▶ **SUPPLIED PASSAGE**:
--- start ---

AH both authenticates and guarantees the integrity of an IP packet
by attaching a cryptographic checksum computed using one-way hash functions.
ESP, in addition, prevents unauthorized parties from reading the payload of
an IP packet by also encrypting it.
IPComp tries to increase communication performance by compressing IP payload,
thus reducing the amount of data sent.
This will help nodes on slow links but with enough computing power.
.Nm
operates in one of two modes: transport mode or tunnel mode.
Transport mode is used to protect peer-to-peer communication between end nodes.
Tunnel mode encapsulates IP packets within other IP packets
and is designed for security gateways such as VPN endpoints.
.Pp
System configuration requires the
.Xr crypto 4
subsystem.
.Pp
The packets can be passed to a virtual
.Xr enc 4
interface,
to perform packet filtering before outbound encryption and after decapsulation
inbound.

--- end ---

▶ **DATASET EXCERPT**:
--- start ---

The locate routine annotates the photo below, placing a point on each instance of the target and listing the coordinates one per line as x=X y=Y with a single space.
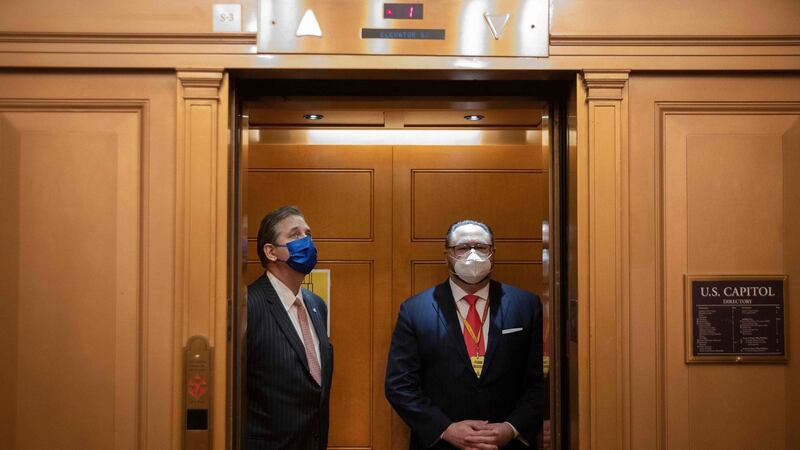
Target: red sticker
x=197 y=387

--- end ---

▶ **WORK INSTRUCTIONS**: Please write what comes next in the IPsec passage, starting after its last sentence.

▶ **ANSWER TO THIS EXERCISE**:
.Pp
To properly filter on the inner packets of an
.Nm
tunnel with firewalls, add
.Cd "options IPSEC_FILTERTUNNEL"
to the kernel configuration file.
.\"
.Ss Kernel interface
.Nm
is controlled by a key management and policy engine,
that reside in the operating system kernel.
Key management
is the process of associating keys with security associations, also
know as SAs.
Policy management dictates when new security
associations created or destroyed.
.Pp
The key management engine can be accessed from userland by using
.Dv PF_KEY
sockets.
The
.Dv PF_KEY
socket API is defined in RFC2367.
.Pp
The policy engine is controlled by an extension to the
.Dv PF_KEY
API,
.Xr setsockopt 2
operations, and
.Xr sysctl 3
interface.
The kernel implements
an extended version of the
.Dv PF_KEY
interface and allows the programmer to define IPsec policies
which are similar to the per-packet filters.
The
.Xr setsockopt 2
interface is used to define per-socket behavior, and
.Xr sysctl 3
interface is used to define host-wide default behavior.
.Pp
The kernel code does not implement a dynamic encryption key exchange protocol
such as IKE
(Internet Key Exchange).
Key exchange protocols are beyond what is necessary in the kernel and
should be implemented as daemon processes which call the
.Nm APIs.
.\"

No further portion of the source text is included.